[Start of Attachment]
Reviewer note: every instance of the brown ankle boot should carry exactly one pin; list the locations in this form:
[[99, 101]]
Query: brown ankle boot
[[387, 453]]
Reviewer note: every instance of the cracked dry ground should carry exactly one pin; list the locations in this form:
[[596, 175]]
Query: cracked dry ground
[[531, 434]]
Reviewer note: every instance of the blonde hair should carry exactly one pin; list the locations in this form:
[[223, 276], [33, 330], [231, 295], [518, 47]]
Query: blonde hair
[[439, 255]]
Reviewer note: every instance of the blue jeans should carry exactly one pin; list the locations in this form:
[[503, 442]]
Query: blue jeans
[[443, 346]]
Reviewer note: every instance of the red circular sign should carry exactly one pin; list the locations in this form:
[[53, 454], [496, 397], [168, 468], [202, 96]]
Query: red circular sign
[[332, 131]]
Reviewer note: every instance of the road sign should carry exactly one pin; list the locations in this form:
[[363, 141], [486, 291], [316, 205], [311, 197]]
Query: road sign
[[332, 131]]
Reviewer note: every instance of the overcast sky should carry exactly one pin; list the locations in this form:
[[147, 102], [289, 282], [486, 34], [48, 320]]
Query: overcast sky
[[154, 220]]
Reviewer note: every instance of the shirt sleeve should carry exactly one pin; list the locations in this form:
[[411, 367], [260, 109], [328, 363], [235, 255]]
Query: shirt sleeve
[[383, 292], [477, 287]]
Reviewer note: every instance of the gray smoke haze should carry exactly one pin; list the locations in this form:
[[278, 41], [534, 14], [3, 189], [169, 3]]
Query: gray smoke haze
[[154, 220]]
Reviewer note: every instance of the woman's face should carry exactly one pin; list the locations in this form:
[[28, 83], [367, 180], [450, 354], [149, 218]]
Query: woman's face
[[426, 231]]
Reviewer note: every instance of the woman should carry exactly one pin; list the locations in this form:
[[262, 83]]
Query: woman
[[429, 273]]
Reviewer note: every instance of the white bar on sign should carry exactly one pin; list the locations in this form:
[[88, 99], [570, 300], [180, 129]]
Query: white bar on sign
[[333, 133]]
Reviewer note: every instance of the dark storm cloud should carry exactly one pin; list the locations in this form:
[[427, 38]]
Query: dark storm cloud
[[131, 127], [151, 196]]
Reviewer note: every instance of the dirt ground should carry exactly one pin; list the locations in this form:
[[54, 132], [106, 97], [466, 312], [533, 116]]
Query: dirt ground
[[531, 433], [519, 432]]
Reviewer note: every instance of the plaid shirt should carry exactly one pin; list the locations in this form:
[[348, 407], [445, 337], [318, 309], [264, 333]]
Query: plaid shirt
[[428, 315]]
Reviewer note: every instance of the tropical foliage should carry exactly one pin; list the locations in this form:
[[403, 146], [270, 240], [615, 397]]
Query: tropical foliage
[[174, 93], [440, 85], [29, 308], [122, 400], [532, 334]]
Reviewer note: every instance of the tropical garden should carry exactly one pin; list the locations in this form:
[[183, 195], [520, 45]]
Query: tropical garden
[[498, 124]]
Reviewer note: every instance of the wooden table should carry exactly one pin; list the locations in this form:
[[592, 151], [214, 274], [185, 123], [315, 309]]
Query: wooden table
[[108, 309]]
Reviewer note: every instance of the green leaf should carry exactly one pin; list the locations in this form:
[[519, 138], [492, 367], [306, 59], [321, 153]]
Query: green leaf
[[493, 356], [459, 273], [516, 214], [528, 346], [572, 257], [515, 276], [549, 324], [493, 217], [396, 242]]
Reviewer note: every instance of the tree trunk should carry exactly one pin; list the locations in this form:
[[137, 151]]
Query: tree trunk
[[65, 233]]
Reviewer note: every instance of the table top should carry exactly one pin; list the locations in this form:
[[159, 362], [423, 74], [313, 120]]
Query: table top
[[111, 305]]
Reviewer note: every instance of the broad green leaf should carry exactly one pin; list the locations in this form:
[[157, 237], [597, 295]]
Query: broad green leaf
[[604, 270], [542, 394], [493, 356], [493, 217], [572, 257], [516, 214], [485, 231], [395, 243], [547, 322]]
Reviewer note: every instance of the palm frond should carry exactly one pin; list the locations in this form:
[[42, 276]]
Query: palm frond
[End of Attachment]
- Problem to work on -
Working from the material above, restate word for word the lines between the line with "Query: tropical foliage" and the line with "Reviewer note: every instance of the table", both included, and only those.

- Result of this exercise -
Query: tropical foliage
[[174, 93], [440, 85], [29, 308], [122, 400], [532, 334]]
Reviewer note: every instance of the tropical garden should carry exactly one pin; list the locations in this form:
[[183, 195], [520, 45]]
Query: tropical garden
[[498, 124]]
Reviewer note: every instance of the wooden table should carry exactly one pin; list the locations in this form:
[[592, 151], [214, 274], [185, 123], [315, 309]]
Query: wooden table
[[108, 309]]
Reviewer note: every instance of the green leaf should carry exactly one pin; list the locations in this form:
[[519, 138], [492, 367], [306, 59], [321, 153]]
Query: green leaf
[[493, 356], [459, 273], [516, 214], [528, 346], [572, 257], [515, 276], [549, 324], [493, 217], [396, 242]]
Reviewer note: every instance of the tree trunk should carry exactly one pin; list the locations in this form:
[[137, 151]]
Query: tree trunk
[[65, 233]]
Reviewer note: every instance of the table top should carry exactly one pin; list the locations in this form:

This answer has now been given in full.